Intervention de Marc Papinutti

Réunion du 13 mai 2015 à 9h30
Commission du développement durable et de l'aménagement du territoire

Marc Papinutti, directeur général de VNF :

Monsieur le président, mesdames et messieurs, je suis très honoré de vous présenter ce document. Nous avons de grandes ambitions pour VNF, un établissement moderne, responsable, soucieux de la juste qualité du service rendu à l'usager et garantissant l'utilité sociale, économique et environnementale de la voie d'eau – même si le sujet est relativement peu abordé, en raison de la modestie de notre part modale.

Notre environnement a changé, comme l'a très bien dit notre président : un trafic relativement stable, mais une filière du fret fragile ; une croissance du tourisme en nuitées ; un renforcement de la réglementation environnementale : d'un côté, le transfert modal, et de l'autre, notre activité de gestion hydraulique. En effet, la première chose que transporte VNF, c'est de l'eau. Mais elle transporte aussi des personnes et des marchandises.

Consigne a -
Reproduisez fidèlement les lignes des données ci-dessous, depuis celle qui contient « Thank you for the photograph. Please indicate the cloud » jusqu'à la fin des données, ces deux bornes comprises.
L'extrait et les lignes de données constituent deux documents indépendants l'un de l'autre.

Données fournies -
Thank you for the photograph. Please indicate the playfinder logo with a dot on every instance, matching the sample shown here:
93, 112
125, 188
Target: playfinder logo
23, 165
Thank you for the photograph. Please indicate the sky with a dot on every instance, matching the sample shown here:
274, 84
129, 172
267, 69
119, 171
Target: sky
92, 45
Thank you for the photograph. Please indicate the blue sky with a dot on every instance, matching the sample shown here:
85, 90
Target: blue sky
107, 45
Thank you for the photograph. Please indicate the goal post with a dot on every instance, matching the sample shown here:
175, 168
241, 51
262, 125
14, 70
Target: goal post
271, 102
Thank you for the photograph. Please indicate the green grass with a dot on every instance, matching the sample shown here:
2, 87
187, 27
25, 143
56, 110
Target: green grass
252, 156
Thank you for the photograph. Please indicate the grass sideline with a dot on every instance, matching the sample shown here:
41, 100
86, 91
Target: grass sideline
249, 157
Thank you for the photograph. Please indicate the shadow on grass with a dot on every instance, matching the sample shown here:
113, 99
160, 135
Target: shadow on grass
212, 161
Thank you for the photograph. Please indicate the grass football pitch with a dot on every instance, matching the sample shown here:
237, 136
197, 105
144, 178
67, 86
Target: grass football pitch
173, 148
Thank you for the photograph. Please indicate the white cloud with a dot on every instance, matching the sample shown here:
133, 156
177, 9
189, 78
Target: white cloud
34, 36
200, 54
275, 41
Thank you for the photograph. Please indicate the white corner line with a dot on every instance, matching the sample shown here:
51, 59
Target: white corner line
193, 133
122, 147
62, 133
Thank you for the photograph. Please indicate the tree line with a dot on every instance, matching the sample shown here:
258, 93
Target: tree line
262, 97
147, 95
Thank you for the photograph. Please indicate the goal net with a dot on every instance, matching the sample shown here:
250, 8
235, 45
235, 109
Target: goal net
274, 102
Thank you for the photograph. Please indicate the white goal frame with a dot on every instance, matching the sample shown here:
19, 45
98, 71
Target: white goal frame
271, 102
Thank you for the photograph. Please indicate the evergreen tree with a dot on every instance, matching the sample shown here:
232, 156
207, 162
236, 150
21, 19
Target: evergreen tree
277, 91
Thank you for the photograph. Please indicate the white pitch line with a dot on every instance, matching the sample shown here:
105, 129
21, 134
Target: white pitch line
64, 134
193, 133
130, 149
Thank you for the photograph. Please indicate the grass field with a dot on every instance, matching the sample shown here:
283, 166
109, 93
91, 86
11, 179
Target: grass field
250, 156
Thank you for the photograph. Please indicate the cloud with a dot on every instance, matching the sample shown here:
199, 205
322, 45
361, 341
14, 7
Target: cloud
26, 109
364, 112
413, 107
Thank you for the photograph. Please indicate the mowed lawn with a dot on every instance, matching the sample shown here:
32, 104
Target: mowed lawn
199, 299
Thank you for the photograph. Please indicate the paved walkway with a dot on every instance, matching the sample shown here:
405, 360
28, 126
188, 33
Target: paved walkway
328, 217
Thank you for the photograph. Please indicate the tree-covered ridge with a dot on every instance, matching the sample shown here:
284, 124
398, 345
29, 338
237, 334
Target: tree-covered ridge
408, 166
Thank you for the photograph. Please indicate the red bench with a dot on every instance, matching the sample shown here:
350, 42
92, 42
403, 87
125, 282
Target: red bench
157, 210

Consigne b -
Recopiez mot pour mot le passage de l'extrait compris entre « Réunion du 13 » et « notre part modale. », ces deux mentions incluses.

Réponse rédigée a -
Thank you for the photograph. Please indicate the cloud with a dot on every instance, matching the sample shown here:
199, 205
322, 45
361, 341
14, 7
Target: cloud
26, 109
364, 112
413, 107
Thank you for the photograph. Please indicate the mowed lawn with a dot on every instance, matching the sample shown here:
32, 104
Target: mowed lawn
199, 299
Thank you for the photograph. Please indicate the paved walkway with a dot on every instance, matching the sample shown here:
405, 360
28, 126
188, 33
Target: paved walkway
328, 217
Thank you for the photograph. Please indicate the tree-covered ridge with a dot on every instance, matching the sample shown here:
284, 124
398, 345
29, 338
237, 334
Target: tree-covered ridge
408, 166
Thank you for the photograph. Please indicate the red bench with a dot on every instance, matching the sample shown here:
350, 42
92, 42
403, 87
125, 282
Target: red bench
157, 210

Réponse rédigée b -
Réunion du 13 mai 2015 à 9h30
Commission du développement durable et de l'aménagement du territoire

Marc Papinutti, directeur général de VNF :

Monsieur le président, mesdames et messieurs, je suis très honoré de vous présenter ce document. Nous avons de grandes ambitions pour VNF, un établissement moderne, responsable, soucieux de la juste qualité du service rendu à l'usager et garantissant l'utilité sociale, économique et environnementale de la voie d'eau – même si le sujet est relativement peu abordé, en raison de la modestie de notre part modale.